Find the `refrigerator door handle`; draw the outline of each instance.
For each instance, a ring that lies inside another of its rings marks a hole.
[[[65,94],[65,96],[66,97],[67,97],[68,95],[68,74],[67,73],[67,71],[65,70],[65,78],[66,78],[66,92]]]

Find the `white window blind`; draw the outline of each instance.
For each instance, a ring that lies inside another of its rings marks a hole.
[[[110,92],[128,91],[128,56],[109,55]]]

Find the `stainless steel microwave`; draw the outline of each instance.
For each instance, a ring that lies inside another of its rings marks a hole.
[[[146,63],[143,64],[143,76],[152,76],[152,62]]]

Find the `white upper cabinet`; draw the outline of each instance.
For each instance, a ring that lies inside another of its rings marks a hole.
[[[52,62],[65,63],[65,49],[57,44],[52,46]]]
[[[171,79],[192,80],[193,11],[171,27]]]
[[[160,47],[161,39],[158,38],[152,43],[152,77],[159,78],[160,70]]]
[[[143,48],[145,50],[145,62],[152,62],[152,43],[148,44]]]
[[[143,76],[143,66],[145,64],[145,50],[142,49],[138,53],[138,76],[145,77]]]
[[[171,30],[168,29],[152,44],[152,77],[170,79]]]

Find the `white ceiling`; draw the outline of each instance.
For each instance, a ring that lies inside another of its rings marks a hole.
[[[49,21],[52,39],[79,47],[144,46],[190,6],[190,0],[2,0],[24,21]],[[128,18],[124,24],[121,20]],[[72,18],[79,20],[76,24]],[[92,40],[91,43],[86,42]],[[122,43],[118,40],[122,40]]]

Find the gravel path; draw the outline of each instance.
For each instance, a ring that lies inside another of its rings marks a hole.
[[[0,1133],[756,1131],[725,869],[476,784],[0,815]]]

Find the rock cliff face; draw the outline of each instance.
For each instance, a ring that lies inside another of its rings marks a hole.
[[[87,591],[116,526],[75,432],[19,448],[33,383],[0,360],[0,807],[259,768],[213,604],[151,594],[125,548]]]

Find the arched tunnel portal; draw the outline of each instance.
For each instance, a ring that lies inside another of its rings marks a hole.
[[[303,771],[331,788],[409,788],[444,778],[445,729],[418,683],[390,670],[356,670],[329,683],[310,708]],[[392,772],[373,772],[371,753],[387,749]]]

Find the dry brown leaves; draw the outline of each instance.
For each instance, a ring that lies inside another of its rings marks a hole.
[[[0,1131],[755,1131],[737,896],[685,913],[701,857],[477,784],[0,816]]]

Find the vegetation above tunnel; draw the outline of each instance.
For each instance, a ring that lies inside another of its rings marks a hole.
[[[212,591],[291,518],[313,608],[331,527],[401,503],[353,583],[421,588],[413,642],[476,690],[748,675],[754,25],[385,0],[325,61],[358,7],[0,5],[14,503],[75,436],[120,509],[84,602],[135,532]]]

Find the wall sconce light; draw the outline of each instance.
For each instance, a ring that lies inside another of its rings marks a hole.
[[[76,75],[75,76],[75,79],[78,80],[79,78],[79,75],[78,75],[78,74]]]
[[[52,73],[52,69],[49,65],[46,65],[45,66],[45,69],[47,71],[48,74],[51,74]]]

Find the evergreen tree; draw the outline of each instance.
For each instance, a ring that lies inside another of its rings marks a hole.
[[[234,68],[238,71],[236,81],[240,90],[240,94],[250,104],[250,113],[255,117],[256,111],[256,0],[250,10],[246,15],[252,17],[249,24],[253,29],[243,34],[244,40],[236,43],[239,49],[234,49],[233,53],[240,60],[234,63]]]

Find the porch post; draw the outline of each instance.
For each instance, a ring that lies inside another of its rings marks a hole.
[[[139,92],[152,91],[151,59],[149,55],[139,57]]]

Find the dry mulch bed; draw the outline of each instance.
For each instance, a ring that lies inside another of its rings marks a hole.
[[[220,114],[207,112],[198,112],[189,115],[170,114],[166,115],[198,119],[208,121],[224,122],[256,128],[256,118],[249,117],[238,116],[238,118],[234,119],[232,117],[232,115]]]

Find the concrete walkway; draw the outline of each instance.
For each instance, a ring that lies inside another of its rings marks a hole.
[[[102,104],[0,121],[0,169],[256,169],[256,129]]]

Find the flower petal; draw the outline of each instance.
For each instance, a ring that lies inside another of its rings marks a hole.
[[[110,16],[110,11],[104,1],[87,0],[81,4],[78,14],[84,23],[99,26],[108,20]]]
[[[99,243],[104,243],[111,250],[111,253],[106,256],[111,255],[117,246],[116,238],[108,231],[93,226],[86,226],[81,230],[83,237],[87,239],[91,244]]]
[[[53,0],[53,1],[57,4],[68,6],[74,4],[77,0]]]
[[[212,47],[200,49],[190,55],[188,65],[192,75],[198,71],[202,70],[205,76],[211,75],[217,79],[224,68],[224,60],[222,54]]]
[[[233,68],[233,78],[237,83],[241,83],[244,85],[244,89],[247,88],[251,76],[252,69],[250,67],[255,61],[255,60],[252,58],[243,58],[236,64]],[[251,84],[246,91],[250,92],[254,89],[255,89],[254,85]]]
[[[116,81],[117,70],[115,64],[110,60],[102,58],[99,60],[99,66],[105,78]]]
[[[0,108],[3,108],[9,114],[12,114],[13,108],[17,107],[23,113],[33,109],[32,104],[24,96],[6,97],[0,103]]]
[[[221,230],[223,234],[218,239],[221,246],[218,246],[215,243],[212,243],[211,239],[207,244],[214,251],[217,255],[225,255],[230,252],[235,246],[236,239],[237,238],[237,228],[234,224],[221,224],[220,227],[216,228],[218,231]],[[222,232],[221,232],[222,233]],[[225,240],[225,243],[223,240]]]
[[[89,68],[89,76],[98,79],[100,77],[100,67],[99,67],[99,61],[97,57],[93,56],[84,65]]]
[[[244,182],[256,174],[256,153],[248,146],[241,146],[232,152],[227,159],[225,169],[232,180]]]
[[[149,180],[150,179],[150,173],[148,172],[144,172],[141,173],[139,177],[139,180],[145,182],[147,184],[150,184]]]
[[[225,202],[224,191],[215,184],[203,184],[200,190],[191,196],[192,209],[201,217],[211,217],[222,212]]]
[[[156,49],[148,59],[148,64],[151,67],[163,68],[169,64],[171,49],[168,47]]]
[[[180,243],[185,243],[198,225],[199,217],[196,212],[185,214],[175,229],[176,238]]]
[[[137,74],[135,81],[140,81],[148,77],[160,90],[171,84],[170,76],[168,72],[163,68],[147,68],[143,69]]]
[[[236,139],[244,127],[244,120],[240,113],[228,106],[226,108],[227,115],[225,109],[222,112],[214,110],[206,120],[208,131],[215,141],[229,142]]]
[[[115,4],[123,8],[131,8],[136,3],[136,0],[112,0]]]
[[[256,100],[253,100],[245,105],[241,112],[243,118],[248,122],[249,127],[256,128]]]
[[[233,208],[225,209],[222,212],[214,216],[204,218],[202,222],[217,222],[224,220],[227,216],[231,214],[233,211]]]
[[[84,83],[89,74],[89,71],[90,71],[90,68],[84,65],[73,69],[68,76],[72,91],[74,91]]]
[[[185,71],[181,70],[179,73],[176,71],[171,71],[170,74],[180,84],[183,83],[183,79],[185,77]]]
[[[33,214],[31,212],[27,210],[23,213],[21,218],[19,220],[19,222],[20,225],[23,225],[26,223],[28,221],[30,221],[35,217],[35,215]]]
+---+
• THE EXERCISE:
Locate each line in the entries above that contains the word "tunnel", and copy every such line.

• COMPLETE RESPONSE:
Find the arched tunnel portal; draw the outline of each instance.
Find the vegetation above tunnel; draw the outline of each instance.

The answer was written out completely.